**Textauszug**
Die Bundesanstalt für Finanzdienstleistungsaufsicht (Bafin) hat am Freitag Leerverkäufe der Aktien von elf Unternehmen der Finanzbranche vorübergehend untersagt. Das Verbot des Verkaufs von geliehenen Aktien (short selling) gelte seit Samstag 00.00 Uhr bis zum Jahresende, teilte die Bafin in Bonn mit. Es werde laufend überprüft.
Betroffen von dem Verbot sind Papiere von Aareal Bank, Allianz, AMB Generali Holding, Commerzbank, Deutsche Bank, Deutsche Börse, Deutsche Postbank, Hannover Rückversicherung, Hypo Real Estate, MLP, und Münchener Rückversicherungs-Gesellschaft.
Zuvor hatte bereits die Finanzaufsicht in den USA und Großbritannien sogenannte Leerverkäufe bis auf weiteres verboten. Bei Leerverkäufen geht es vereinfacht gesagt darum, dass ein Investor Aktien verkauft, die er sich geliehen hat. Fällt die Aktie wie erwartet, kann er sie später zu einem günstigeren Kurs einkaufen und zurückgeben. Die Differenz zwischen Verkaufs- und Kaufpreis ist sein Gewinn. Short Seller werden für die Zuspitzung der aktuellen Finanzmarktkrise mitverantwortlich gemacht.
Fatale Folgen für Banken
Die Bafin begründete diesen Schritt mit den jüngsten Entwicklungen an den weltweiten Kapitalmärkten. "In der derzeitigen Marktsituation kann Shortselling Finanzunternehmen in den Untergang treiben", erläuterte BaFin-Präsident Jochen Sanio laut Mitteilung. Dieser Gefahr müsse man konsequent entgegentreten, darin seien sich die Wertpapieraufseher der wichtigsten Märkte einig.

**Fragen zum Text**
(1) Bis wann gilt das Verbot laut dem Text über das Leerverkaufsverbot der Bafin?
(2) Führe den Text über das Leerverkaufsverbot der Bafin im Anschluss an seinen letzten Satz fort.

**Auflistung**
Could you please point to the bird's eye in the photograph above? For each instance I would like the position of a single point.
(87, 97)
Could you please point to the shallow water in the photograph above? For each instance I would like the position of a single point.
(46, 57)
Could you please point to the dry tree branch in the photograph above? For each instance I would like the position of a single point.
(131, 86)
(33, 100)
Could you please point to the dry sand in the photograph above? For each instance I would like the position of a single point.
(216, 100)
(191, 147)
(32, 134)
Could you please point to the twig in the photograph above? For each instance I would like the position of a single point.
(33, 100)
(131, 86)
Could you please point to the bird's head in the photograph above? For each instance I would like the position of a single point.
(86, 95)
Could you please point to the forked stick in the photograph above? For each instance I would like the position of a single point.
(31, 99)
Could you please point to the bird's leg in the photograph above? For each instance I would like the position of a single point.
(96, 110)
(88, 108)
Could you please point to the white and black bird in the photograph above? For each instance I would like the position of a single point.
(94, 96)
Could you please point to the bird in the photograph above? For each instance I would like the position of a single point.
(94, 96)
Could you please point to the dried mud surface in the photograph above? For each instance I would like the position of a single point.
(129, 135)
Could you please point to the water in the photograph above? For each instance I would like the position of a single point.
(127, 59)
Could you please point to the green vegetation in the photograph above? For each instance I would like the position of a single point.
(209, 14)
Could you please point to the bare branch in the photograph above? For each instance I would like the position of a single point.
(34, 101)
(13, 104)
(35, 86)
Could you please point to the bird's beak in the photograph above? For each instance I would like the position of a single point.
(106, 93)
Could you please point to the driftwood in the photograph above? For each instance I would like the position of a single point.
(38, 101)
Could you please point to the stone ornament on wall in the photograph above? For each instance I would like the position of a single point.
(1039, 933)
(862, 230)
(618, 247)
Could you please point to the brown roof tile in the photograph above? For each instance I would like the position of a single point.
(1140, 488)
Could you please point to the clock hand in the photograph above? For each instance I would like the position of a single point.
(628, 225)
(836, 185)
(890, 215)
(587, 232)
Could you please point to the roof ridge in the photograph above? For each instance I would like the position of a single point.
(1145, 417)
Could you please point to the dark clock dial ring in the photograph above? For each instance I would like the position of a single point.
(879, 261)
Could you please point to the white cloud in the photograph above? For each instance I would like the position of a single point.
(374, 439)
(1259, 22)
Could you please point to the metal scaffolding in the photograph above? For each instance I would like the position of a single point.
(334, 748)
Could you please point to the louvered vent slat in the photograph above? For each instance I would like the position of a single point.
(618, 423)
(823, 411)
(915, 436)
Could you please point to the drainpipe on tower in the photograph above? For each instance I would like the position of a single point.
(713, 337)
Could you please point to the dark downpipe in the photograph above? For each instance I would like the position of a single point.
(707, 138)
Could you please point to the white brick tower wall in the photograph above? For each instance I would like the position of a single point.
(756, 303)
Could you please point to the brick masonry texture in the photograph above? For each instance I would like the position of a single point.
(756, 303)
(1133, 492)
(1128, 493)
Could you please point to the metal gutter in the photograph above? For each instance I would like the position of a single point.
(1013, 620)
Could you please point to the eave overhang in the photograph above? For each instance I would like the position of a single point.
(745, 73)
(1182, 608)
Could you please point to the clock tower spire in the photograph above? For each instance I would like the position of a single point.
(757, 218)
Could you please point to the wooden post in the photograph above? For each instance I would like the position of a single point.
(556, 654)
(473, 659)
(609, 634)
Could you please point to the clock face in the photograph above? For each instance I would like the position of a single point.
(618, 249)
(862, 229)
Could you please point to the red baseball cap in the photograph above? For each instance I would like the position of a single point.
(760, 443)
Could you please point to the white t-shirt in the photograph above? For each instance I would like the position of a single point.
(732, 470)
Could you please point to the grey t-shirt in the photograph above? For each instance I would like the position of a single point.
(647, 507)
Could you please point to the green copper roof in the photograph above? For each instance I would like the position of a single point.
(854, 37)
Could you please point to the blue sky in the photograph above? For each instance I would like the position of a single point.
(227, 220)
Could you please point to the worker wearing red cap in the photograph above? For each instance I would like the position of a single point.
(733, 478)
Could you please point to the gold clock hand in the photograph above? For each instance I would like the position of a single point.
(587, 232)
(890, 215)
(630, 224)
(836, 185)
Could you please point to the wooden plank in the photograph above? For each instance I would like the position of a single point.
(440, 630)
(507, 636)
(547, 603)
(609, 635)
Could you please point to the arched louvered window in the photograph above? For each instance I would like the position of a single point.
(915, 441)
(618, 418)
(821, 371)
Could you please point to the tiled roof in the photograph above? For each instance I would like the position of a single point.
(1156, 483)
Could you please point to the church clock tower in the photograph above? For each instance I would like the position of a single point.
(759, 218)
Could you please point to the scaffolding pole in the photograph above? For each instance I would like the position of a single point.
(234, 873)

**Antworten je Aufgabe**
(1) Bis zum Jahresende.

(2)
Wie das Bundesfinanzministerium mitteilte, ist nach den jüngsten Entwicklungen an den weltweiten Kapitalmärkten, insbesondere dem Zusammenbruch mehrerer international bedeutender Banken, eine außergewöhnliche Volatilität an den Kapitalmärkten zu beobachten. Diese betreffe vor allem Aktien von Kreditinstituten, Börsenbetreibern, Versicherungsunternehmen und weiteren Unternehmen der Finanzbranche, erklärte Ministeriumssprecher Torsten Albig. Ein Einwirken auf die Marktpreise von Unternehmen der Finanzbranche führe zu exzessiven Preisbewegungen, welche die Stabilität des Finanzsystems gefährden könnten und somit zu erheblichen Nachteilen für den Finanzmarkt führen könnten.
Rechtsgrundlage der Bafin-Entscheidung sei das Wertpapierhandelsgesetz, teilte die Aufsichtsbehörde mit. Danach habe die man Missständen entgegenzuwirken, die erhebliche Nachteile für den Finanzmarkt bewirken könnten. Die BaFin könne "Anordnungen treffen, die geeignet und erforderlich sind, diese Missstände zu beseitigen oder zu verhindern", hieß es.
Politik fordert strengere Regeln
Parteiübergreifend sprachen sich Politiker für eine strengere Regulierung der Finanzmärkte aus. Unions-Fraktionsgeschäftsführer Norbert Röttgen bezeichnete in der "Frankfurter Rundschau" eine abgestimmte Reaktion mit den wichtigsten Finanzplätzen der Welt als unabdingbar. Jetzt schlage "die Stunde der europäischen Einflussnahme auf die Regulierung des globalen Finanzmarkts".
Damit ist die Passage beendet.